━━━━━ Selected passage ━━━━━
[Solved] Can’t deal with some complicated laid-out content from a webpage


You can take advantage of CSS selector span[id$=lblResultsRaceName], which finds all spans that’s id ends with lblResultsRaceName and 'td > span', which finds all spans that have direct parent <td>:

This code snippet will go through all racing result and prints all races:

import requests
from bs4 import BeautifulSoup

url = "https://www.thedogs.com.au/Racing/Results.aspx?SearchDate=3-Jun-2018"

def get_info(session,link):
    session.headers['User-Agent'] = "Mozilla/5.0"
    res = session.get(link)
    soup = BeautifulSoup(res.text,"lxml")
    formdata = {i['name']: i['value'] for i in soup.select('input[type=hidden]')}
    for race_name, i in  zip(soup.select('span[id$=lblResultsRaceName]'), soup.select('input[id$=btnViewResults]')):
        print(race_name.text.strip())
        formdata[i['name']] = 'Results'
        req = session.post(link,data = formdata)
        soup = BeautifulSoup(req.text,"lxml")
        for panel in soup.select('div[id^=ctl00_ContentPlaceHolder1_tabContainerRaces_tabRace]'):
            print(panel.select('td > span')[0].text.strip(), panel.select('td > span')[1].text.strip())
━━━━━
- Written task
Pick up the answer on scraping dog-racing results where it stops and continue it. The records have no connection to the answer on scraping dog-racing results.
━━━━━ Stored rows ━━━━━
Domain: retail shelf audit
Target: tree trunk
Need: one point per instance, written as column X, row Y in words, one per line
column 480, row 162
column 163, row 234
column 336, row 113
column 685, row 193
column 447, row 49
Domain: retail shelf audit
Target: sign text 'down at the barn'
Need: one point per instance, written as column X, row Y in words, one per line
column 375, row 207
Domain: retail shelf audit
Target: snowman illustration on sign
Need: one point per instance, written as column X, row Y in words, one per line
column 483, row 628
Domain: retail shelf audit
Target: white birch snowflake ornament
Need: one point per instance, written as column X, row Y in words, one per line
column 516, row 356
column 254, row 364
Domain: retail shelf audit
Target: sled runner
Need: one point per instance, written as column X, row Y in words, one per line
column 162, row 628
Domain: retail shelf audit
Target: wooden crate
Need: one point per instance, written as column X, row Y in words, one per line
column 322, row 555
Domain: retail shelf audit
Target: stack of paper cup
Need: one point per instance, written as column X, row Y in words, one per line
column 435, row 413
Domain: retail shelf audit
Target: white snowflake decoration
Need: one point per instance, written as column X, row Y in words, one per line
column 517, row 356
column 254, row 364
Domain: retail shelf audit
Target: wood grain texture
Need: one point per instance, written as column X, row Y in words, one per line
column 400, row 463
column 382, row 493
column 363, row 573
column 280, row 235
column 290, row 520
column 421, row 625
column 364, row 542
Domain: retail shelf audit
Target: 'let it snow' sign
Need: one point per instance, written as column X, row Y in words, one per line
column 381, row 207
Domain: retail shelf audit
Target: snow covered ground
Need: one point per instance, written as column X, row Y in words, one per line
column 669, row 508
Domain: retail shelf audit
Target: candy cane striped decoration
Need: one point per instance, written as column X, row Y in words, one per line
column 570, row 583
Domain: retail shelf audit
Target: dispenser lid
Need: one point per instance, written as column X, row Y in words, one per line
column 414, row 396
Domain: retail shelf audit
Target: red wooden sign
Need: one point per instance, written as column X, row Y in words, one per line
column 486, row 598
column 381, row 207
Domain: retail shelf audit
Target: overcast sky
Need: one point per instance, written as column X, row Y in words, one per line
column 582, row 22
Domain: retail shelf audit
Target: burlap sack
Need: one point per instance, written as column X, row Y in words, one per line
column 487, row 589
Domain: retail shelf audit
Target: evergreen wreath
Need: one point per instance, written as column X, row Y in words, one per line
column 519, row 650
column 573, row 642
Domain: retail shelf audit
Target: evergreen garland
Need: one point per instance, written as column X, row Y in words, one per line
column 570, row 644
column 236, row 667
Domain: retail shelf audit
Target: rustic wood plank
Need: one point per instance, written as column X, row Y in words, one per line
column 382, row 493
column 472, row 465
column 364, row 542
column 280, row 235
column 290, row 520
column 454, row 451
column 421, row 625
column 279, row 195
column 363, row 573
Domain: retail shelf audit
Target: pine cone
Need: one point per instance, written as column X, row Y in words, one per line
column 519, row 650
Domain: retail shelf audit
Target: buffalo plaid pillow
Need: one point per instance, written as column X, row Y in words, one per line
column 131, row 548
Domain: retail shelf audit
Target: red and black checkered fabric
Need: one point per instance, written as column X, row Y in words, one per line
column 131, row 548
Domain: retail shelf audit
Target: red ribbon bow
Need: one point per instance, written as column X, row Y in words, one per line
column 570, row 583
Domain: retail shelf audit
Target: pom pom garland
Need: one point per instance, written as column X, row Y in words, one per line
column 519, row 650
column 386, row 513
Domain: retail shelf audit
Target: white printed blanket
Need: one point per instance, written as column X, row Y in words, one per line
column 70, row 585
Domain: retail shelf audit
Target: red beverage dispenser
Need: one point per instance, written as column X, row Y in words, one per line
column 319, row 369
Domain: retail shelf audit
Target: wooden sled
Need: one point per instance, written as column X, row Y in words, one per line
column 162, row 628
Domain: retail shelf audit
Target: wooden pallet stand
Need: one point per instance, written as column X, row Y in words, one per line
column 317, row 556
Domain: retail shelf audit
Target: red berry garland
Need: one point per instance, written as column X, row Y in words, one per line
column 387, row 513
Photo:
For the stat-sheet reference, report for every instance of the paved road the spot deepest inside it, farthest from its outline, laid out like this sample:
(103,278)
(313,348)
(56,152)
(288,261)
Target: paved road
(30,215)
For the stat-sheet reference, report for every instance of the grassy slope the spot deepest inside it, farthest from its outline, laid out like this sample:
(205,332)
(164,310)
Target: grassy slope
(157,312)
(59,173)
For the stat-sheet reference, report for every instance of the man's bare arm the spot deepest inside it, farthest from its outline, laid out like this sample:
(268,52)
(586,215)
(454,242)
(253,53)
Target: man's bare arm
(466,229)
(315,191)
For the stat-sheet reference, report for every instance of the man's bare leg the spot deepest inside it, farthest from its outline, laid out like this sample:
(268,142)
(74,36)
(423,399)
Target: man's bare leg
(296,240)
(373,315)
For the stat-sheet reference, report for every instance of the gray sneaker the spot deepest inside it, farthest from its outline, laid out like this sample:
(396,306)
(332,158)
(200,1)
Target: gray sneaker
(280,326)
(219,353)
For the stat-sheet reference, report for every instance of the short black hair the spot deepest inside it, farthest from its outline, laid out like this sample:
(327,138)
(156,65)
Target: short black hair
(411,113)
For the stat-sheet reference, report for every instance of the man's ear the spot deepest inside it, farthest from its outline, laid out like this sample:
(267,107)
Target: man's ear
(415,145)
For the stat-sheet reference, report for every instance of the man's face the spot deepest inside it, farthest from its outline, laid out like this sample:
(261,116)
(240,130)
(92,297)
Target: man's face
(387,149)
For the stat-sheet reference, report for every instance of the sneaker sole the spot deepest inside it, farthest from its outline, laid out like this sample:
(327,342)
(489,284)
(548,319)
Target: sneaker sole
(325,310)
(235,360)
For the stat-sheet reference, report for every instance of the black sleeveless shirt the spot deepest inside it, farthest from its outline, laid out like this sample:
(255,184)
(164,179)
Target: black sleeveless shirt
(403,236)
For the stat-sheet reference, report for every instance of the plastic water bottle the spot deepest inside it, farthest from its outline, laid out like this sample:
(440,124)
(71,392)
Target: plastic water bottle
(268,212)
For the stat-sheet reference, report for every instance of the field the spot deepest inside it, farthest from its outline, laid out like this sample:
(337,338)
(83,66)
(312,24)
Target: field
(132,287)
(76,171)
━━━━━
- Result below
        print('#' * 80)

if __name__ == '__main__':
    with requests.Session() as session:
        get_info(session,url)

Prints:

Healsville
Race 1 Grade:  M   300 metres
Race 2 Grade:  M   350 metres
Race 3 Grade:  6/7   350 metres
Race 4 Grade:  R/W   300 metres
Race 5 Grade:  5   350 metres
Race 6 Grade:  SE   350 metres
Race 7 Grade:  4/5   350 metres
Race 8 Grade:  SE   350 metres
Race 9 Grade:  7   300 metres
Race 10 Grade:  6/7   300 metres
Race 11 Grade:  4/5   300 metres
Race 12 Grade:  5   300 metres
################################################################################
Sale
Race 1 Grade:  M   440 metres
Race 2 Grade:  M   440 metres
Race 3 Grade:  R/W   520 metres
Race 4 Grade:  7   440 metres
Race 5 Grade:  R/W   440 metres
Race 6 Grade:  4/5   520 metres
Race 7 Grade:  R/W   440 metres
Race 8 Grade:  4/5   440 metres
Race 9 Grade:  6/7   440 metres
Race 10 Grade:  R/W   440 metres
Race 11 Grade:  R/W   440 metres
Race 12 Grade:  5   520 metres
################################################################################
...and so on.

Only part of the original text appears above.